Recorded data:
────────────────

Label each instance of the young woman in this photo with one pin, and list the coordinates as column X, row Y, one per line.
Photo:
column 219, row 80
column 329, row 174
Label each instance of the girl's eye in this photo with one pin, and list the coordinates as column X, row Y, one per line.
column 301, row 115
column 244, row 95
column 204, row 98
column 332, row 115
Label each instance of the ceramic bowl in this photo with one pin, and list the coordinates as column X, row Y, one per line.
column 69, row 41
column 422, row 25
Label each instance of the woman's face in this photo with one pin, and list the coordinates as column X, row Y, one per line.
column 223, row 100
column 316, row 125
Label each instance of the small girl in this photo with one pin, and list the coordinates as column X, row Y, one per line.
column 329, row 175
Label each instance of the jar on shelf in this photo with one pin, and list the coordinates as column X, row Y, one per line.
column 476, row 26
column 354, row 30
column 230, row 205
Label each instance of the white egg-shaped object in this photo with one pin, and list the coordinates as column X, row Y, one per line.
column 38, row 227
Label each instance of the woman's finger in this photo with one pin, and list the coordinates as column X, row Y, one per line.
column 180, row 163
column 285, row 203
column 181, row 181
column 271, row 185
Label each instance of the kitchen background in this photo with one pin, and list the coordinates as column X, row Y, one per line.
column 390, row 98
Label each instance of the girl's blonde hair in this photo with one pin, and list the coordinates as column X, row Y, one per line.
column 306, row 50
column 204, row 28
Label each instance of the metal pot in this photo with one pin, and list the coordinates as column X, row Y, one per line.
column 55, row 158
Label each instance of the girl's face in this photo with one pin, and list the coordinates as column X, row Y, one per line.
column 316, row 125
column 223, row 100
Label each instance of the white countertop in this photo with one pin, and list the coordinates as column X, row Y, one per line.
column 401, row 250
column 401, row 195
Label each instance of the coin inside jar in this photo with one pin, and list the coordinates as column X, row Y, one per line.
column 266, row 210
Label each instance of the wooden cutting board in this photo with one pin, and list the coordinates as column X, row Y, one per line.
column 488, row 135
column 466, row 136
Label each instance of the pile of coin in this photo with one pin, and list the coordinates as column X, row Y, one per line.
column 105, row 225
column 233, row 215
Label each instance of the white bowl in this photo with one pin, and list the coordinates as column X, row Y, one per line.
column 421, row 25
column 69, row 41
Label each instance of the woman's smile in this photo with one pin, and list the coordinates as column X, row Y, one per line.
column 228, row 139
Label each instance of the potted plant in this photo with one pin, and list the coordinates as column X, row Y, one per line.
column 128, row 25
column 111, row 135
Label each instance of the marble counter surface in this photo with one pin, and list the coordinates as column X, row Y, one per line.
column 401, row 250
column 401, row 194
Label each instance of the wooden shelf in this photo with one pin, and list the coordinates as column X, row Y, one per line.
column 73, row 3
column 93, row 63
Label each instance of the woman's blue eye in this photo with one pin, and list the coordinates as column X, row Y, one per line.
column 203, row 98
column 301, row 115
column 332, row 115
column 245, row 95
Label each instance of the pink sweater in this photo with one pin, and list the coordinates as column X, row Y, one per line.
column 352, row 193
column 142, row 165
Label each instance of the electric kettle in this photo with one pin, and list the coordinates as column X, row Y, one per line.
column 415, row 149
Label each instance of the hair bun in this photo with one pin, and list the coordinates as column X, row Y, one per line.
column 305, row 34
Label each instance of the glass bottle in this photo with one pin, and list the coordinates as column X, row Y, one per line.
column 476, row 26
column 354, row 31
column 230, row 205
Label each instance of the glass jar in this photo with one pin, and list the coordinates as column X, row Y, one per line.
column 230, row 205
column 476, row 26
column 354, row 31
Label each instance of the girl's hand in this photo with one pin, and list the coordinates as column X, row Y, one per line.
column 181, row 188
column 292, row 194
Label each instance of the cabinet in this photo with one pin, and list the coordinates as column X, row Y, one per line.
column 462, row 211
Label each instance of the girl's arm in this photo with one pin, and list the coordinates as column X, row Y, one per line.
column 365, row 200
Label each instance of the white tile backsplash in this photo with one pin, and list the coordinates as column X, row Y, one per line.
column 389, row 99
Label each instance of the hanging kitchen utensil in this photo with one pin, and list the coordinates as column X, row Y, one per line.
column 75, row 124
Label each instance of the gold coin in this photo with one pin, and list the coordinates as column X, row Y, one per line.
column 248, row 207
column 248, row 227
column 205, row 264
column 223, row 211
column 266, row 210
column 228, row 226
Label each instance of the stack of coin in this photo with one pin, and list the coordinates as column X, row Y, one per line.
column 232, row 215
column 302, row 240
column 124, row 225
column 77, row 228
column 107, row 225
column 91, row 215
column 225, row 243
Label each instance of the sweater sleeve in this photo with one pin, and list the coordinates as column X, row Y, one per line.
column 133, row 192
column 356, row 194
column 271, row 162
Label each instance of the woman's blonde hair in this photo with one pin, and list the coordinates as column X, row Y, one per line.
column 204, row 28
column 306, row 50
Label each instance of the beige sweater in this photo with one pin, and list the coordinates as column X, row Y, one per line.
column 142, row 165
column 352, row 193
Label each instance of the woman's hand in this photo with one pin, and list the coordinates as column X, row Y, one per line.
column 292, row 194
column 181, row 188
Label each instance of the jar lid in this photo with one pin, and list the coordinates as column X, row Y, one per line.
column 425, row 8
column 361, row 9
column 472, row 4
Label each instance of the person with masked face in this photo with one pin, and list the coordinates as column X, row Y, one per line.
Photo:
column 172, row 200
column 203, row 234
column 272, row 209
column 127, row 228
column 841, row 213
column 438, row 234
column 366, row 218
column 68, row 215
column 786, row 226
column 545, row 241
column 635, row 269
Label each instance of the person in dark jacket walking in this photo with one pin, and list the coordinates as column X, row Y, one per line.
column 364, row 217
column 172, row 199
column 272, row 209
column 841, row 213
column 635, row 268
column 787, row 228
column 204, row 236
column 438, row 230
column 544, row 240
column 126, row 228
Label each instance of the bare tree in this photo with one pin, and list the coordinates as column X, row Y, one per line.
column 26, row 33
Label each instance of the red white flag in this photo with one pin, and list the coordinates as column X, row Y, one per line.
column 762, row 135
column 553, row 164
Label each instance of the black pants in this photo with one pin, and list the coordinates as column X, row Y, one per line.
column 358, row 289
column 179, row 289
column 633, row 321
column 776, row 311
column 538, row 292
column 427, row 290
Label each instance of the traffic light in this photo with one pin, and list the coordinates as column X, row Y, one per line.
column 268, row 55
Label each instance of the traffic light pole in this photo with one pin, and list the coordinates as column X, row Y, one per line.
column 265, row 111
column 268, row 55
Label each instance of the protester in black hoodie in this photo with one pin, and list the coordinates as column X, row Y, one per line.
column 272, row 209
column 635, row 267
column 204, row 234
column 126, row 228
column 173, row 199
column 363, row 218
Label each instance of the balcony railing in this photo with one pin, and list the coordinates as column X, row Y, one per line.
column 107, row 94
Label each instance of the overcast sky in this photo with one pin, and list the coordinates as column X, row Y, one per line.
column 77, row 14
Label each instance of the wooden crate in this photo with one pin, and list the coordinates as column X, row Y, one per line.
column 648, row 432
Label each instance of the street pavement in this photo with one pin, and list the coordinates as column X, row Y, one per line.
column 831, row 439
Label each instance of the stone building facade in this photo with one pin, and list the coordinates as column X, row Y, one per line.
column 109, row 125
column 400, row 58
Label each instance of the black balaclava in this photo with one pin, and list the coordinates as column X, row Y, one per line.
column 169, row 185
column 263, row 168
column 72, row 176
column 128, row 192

────────────────

### Directions
The records above should be transcribed in full, with no differences.

### Task answer
Label each instance of the young woman in this photo with one pin, and list the coordinates as column X, row Y, one per line.
Photo:
column 219, row 80
column 329, row 174
Label each instance of the girl's eye in this photo with one pin, and list the coordinates as column X, row Y, one per line.
column 301, row 115
column 244, row 95
column 204, row 98
column 332, row 115
Label each instance of the ceramic bowl in this photo with one pin, and list the coordinates as column X, row Y, one per line.
column 69, row 41
column 422, row 25
Label each instance of the woman's face in this photo with one pin, and list the coordinates as column X, row Y, one per line.
column 223, row 100
column 316, row 125
Label each instance of the small girl in this photo with one pin, and list the coordinates as column X, row Y, one per line.
column 329, row 175
Label each instance of the jar on shelf in this photo with one pin, and list the coordinates as column X, row Y, one per line.
column 476, row 26
column 354, row 30
column 230, row 205
Label each instance of the white egg-shaped object in this photo with one pin, and list the coordinates as column X, row Y, one per line.
column 38, row 227
Label each instance of the woman's finger in this photo with one pin, and list the coordinates as column X, row Y, one per line.
column 180, row 163
column 285, row 203
column 181, row 181
column 271, row 185
Label each instance of the kitchen background in this photo with one pin, and list the coordinates as column X, row Y, one per line.
column 390, row 98
Label each instance of the girl's blonde hair in this photo with one pin, and list the coordinates as column X, row Y, one per line.
column 306, row 50
column 204, row 28
Label each instance of the metal pot in this photo with one pin, and list the coordinates as column X, row Y, one per line.
column 55, row 158
Label each instance of the girl's face in this photo with one pin, and list the coordinates as column X, row Y, one per line.
column 316, row 125
column 223, row 100
Label each instance of the white countertop in this photo with one pin, and list the coordinates as column X, row Y, one per line.
column 401, row 250
column 401, row 195
Label each instance of the coin inside jar in this photo with one pin, and list the coordinates as column X, row Y, one per line.
column 266, row 210
Label each instance of the wooden cutting board in this photo with one pin, and list the coordinates as column X, row Y, one per line.
column 488, row 135
column 466, row 136
Label each instance of the pile of coin in this photo with one pin, and list the coordinates as column X, row Y, one per line.
column 105, row 225
column 233, row 215
Label each instance of the white bowl in this photo with one pin, and list the coordinates as column X, row Y, one per line.
column 421, row 25
column 69, row 41
Label each instance of the woman's smile in this photo with one pin, and list the coordinates as column X, row Y, one per line.
column 228, row 139
Label each instance of the potted plant in this photo with one pin, and list the coordinates as column X, row Y, one per line.
column 128, row 25
column 111, row 135
Label each instance of the marble counter surface in this photo with one pin, and list the coordinates as column X, row Y, one per line.
column 401, row 250
column 401, row 194
Label each instance of the wooden shelf in this photo with one pin, and list the coordinates as column X, row Y, one per line.
column 73, row 3
column 93, row 63
Label each instance of the woman's blue eye in this photo with one pin, and list the coordinates as column X, row Y, one per line.
column 203, row 98
column 301, row 115
column 332, row 115
column 245, row 95
Label each instance of the pink sweater in this photo with one pin, and list the coordinates as column X, row Y, one per line.
column 352, row 193
column 142, row 165
Label each instance of the electric kettle in this photo with one pin, and list the coordinates as column X, row Y, one per line.
column 415, row 149
Label each instance of the hair bun in this photo with one pin, and list the coordinates as column X, row Y, one per line.
column 305, row 34
Label each instance of the glass bottle in this photo with one pin, and list the coordinates as column X, row Y, one per line.
column 476, row 26
column 354, row 31
column 230, row 205
Label each instance of the glass jar in this photo with one pin, and list the coordinates as column X, row Y, one per line.
column 230, row 205
column 476, row 26
column 354, row 31
Label each instance of the girl's hand in this photo with one pin, and list the coordinates as column X, row Y, one per line.
column 181, row 188
column 292, row 194
Label each instance of the cabinet in this photo with one pin, and list the coordinates as column X, row Y, one per line.
column 462, row 211
Label each instance of the girl's arm in this photo with one pin, and list the coordinates as column X, row Y, one per line.
column 365, row 200
Label each instance of the white tile backsplash in this photo with one pin, and list the coordinates as column X, row Y, one per line.
column 389, row 99
Label each instance of the hanging kitchen utensil in this photo with one pin, and list the coordinates as column X, row Y, one per line.
column 75, row 124
Label each instance of the gold coin in this photo with one pin, and list the coordinates as column X, row Y, one per line.
column 248, row 207
column 248, row 227
column 205, row 264
column 223, row 211
column 266, row 210
column 228, row 226
Label each instance of the stack of coin in this photo with one pin, and list the coordinates as column X, row Y, one per line.
column 232, row 215
column 302, row 240
column 124, row 225
column 77, row 228
column 107, row 225
column 91, row 215
column 225, row 243
Label each instance of the sweater sleeve in this photo with one pin, and list the coordinates as column X, row Y, one per line.
column 133, row 192
column 356, row 194
column 271, row 162
Label each instance of the woman's blonde hair in this photo with one pin, and list the coordinates as column X, row Y, one per line.
column 204, row 28
column 306, row 50
Label each instance of the beige sweater in this photo with one pin, and list the coordinates as column X, row Y, one per line.
column 142, row 165
column 352, row 193
Label each instance of the woman's hand in this photo with one pin, and list the coordinates as column X, row Y, one per line.
column 292, row 194
column 181, row 188
Label each instance of the jar lid in this photo with one pin, and list the coordinates as column X, row Y, one per line.
column 425, row 8
column 361, row 9
column 472, row 4
Label each instance of the person with masked face in this photo with one pin, and list the coordinates as column X, row Y, one per line.
Photo:
column 172, row 200
column 203, row 234
column 272, row 209
column 127, row 228
column 841, row 213
column 438, row 234
column 366, row 218
column 68, row 215
column 786, row 226
column 545, row 241
column 635, row 269
Label each instance of the person in dark jacket walking in this photo with one pin, and list the coordinates as column X, row Y, one per line.
column 364, row 217
column 172, row 199
column 272, row 209
column 841, row 213
column 635, row 268
column 787, row 228
column 204, row 236
column 438, row 230
column 544, row 240
column 126, row 228
Label each instance of the bare tree in this photo with one pin, and list the coordinates as column X, row Y, one per line.
column 26, row 33
Label each instance of the red white flag in this photo with one pin, and list the coordinates as column X, row Y, one per line.
column 762, row 135
column 553, row 164
Label each instance of the black pants in this photo with one pin, and list the coordinates as column X, row Y, one per line.
column 358, row 289
column 179, row 289
column 633, row 321
column 776, row 311
column 538, row 292
column 427, row 290
Label each instance of the traffic light in this photo with one pin, and list the coordinates as column X, row Y, one per line.
column 268, row 55
Label each instance of the traffic light pole in this photo with one pin, and list the coordinates as column X, row Y, one per line.
column 265, row 111
column 268, row 55
Label each instance of the protester in black hoodie in this photo with one pin, and list the coordinates as column X, row Y, one per line.
column 272, row 209
column 635, row 267
column 204, row 234
column 126, row 228
column 173, row 199
column 363, row 218
Label each instance of the balcony railing in this photo with one pin, and list the coordinates as column X, row Y, one per line.
column 107, row 94
Label each instance of the overcast sky in this photo with one pin, and list the coordinates as column X, row Y, one per line.
column 77, row 14
Label each instance of the wooden crate in this photo with one pin, and list the coordinates as column X, row Y, one per line.
column 648, row 432
Label each instance of the street pavement in this photo with one pin, and list the coordinates as column X, row Y, one per line.
column 831, row 439
Label each instance of the stone building facade in this photo with one pin, and list the coordinates as column X, row Y, one per line.
column 109, row 125
column 400, row 58
Label each instance of the black balaclava in this photo with one pin, and list the coordinates as column X, row Y, one per line.
column 169, row 185
column 263, row 168
column 72, row 176
column 128, row 192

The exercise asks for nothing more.